* READING TEXT:
------------

Thursday, June 28, 2018

SUBARU BRZ tS - RED IS EVERYTHING, AND NOTHING

There’s RED as far as the eye can see, but a lot of what makes the tS different, is stuff you can’t see – but it matters a lot!

To the casual eye, this is a badge and red trim exercise – to impress your friends. But Subaru is a car company that’s very serious about performance.

This version of the BRZ (joint coupe partner with the Toyota Eight Six), has been fettled by STi – which stands for Subaru Tecnica International – but in this context I prefer to say ‘Seriously Tickled Inside’.
The STi division has a long, glorious and impressive history of taking standard Subaru Imprezas and developing them into giant-killing rally cars, and other high performance models. The engineers in this skunk works don’t mess around. If a Subaru model bears an STi badge, you know it will deliver.
Unfortunately in the case of this tS coupe, that extra power you asked for is not forthcoming – and you know what? It doesn’t matter a damn.

What this car does best is handle – really well. A lot of the under-the-skin changes are all about suspension tweaks.


What you can see is coloured red, just so you don’t forget what it was you forked out AUD$39,894 (base model BRZ is AUD$33,990). So that’s an extra AUD$5900 for the following:
  • SACHS suspension
  • Brembo brakes with red painted callipers
  • STi (red) coil springs
  • Flexible V-shaped bar
  • Flexible draw stiffener
  • Black finish 18-inch STi alloy wheels
  • Exclusive front bumper, including grille with tS badge
  • Black rear spoiler, mirrors and shark-fin roof mounted antenna
Okay, so that’s a list of extra specification items, but it’s what the STi whizz kids do with that stuff, and it’s all about making this BRZ handle with exceptional precision. You know me – I hate SUVs, but love a good sports car, and driving this BRZ very, very fast, brings a smile to your face.

Yes, it’s stiffer, but it corners flatter, and with steering precision that’s almost uncannily connected to your brain, and how fast you want to go around the corners appearing before you.

------------

* STORED RECORDS:
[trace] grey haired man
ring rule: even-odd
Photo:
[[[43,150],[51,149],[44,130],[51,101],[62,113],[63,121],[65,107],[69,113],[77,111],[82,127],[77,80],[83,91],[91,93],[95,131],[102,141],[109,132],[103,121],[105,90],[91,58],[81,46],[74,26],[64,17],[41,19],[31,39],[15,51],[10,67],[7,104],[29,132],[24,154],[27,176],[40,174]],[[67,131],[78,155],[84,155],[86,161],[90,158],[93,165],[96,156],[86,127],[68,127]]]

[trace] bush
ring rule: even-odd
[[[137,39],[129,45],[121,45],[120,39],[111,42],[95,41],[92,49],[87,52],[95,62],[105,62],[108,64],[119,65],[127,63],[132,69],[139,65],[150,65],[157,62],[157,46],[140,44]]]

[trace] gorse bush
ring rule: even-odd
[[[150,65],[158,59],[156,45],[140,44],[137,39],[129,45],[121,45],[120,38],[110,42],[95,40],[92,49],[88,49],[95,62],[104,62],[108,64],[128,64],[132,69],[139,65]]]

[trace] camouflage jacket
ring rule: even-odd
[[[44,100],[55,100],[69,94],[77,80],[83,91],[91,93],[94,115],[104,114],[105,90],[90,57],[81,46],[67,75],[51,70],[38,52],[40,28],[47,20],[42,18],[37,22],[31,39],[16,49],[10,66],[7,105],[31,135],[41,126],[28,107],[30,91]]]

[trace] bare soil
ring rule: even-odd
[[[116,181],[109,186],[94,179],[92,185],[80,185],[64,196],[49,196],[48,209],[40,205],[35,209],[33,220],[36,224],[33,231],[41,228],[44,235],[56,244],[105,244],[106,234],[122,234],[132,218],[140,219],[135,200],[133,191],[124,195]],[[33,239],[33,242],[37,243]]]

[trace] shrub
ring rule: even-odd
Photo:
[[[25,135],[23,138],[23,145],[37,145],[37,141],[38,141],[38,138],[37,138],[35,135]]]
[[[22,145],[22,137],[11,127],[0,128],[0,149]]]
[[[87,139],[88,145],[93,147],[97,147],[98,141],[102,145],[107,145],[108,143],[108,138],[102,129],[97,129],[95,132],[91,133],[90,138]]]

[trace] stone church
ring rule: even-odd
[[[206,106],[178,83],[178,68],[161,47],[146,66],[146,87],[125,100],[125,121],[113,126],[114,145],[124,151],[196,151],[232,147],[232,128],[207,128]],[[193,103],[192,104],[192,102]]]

------------

* WHAT YOU SHOULD DO: How would the sentence "But Subaru is a car company that’s very serious about performance." from the Subaru BRZ tS review read in Spanish? The records play no part in this work.

* COMPLETED TASK: Pero Subaru es una compañía automotriz que se toma muy en serio el rendimiento.